| Although The Washington Post
provided ample space one day for an article headlined "Gore, Family Taking It Easy in
N.C.," it barely took notice when we filled New York City's Madison Square Garden
with one of our rallies. |
On the afternoon of
February 21, 2000, I declared my candidacy for the Green Party presidential nomination at
The Madison Hotel in Washington, D.C., before an impressive assemblage of media. All the
major television networks, including CNN and PBS, were on hand, as were radio and print
reporters. My announcement speech focused on the "democracy gap" in our country,
which helps explain the gap between many systemic injustices and lost opportunities, on
the one hand, and the solutions that are ignored because of an excessive concentration of
power and wealth.
That evening, none of the broadcast networks reported that I had entered the race. The
next morning The New York Times ran a short article, and the day after that The
Washington Post carried a squib.
Challenging the entrenched two-party system under a winner-take-all rule is akin to
climbing a sheer cliff with a slippery rope. Without instant runoff voting or proportional
representation -- voting mechanisms that can allow smaller political parties to share in
government -- it is a task far more difficult than in any other Western democracy. The
Republican and Democratic parties command the money and wield the power to exclude other
candidates from the presidential debates, and to erect formidable statutory barriers
against competitors trying to get on the ballot in many states. But perhaps the most
insurmountable obstacle of all is the virtual lock enjoyed by the two major parties on
coverage in the national media.

Aim: Carry forward the passage above about press coverage of the Green Party presidential campaign, starting right after its final sentence.

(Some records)
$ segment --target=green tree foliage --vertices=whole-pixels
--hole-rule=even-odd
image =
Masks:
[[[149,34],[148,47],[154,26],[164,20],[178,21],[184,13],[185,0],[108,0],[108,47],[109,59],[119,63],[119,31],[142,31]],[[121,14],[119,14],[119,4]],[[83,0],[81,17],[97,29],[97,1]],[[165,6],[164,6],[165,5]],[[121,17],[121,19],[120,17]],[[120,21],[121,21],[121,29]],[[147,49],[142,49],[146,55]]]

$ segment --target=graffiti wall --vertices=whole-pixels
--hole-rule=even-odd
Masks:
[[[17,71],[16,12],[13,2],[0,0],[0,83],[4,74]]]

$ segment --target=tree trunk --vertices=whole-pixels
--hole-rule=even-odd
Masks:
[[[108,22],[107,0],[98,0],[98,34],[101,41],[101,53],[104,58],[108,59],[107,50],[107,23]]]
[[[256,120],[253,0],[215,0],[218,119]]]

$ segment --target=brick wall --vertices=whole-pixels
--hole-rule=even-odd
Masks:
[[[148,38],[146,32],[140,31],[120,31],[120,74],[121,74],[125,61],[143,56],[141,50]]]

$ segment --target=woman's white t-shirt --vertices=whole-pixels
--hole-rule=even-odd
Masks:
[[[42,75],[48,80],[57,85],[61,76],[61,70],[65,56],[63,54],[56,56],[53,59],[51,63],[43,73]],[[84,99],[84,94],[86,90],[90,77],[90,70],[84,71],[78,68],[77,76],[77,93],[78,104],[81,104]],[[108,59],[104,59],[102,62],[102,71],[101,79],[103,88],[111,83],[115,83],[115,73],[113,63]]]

Written response:
The national press's insistence on focusing its attention on the horse race between the
two major-party candidates creates a catch-22 for any third-party candidate who wants to
inject previously ignored issues into the campaign dialogue: Without coverage, you can't
make headway in the polls. And a poor showing in the polls in turn distances the media
from the campaign. Meanwhile, the issues your campaign seeks to address remain below the
radar of the major candidates and the campaign press. Having worked with the print and
broadcast media throughout my career as a consumer advocate, I had no illusions when I
launched my campaign about the difficulties I would face in convincing reporters, editors,
and producers for the major news outlets that my candidacy deserved their coverage.
As it turns out, the major media organizations did cover our campaign. But they
consistently viewed it as an occasional feature story -- a colorful, narrative dispatch
from the trail with a marginal candidate -- rather than a news story about my proposals or
campaign events designed to focus attention on our agenda. During the months when I was
traveling through the 50 states, the local press usually reported on the visits, but the
national print and electronic media didn't. Instead, they'd parachute in a reporter to
travel with us for a few days and file a profile of our campaign that focused on
personality and the so-called spoiler issue rather than on substance. We were never a news
beat, even when the margins narrowed between Al Gore and George W. Bush during the last
month and made our voters more consequential.
Back in the spring, however, hope sprung eternal. In April, a Zogby America poll put us at
5 percent nationwide. Our audiences were growing, and we had an exhaustive agenda that was
of compelling concern to millions of Americans. We supported a living wage; stronger
trade-union organization laws; universal health insurance; strong environmental measures;
redirection of public budgets from corporate welfare to neighborhood and community needs;
a crackdown on corporate crime against consumers, especially those in ghettos; public
funding of election campaigns; protection of the small-farm economy from giant
agribusiness abuses; abolition of the death penalty; an alternative to the failed war on
drugs; and a military and foreign policy that wages peace, justice, and democracy instead
of preparing for war against no known major enemies.
These were issues that, over the years, many news outlets had reported on, investigated,
and editorialized about. Bush and Gore were either ignoring the subjects altogether or
taking positions opposite mine, and their respective records of failing to address them --
well known to the media for years -- gave further credibility to our agenda. We had a long
track record, and we weren't offering easy rhetoric. Finally, as the weeks unfolded, the
Nader/LaDuke ticket was qualifying on 44 state ballots, far exceeding any potential
Electoral College majority.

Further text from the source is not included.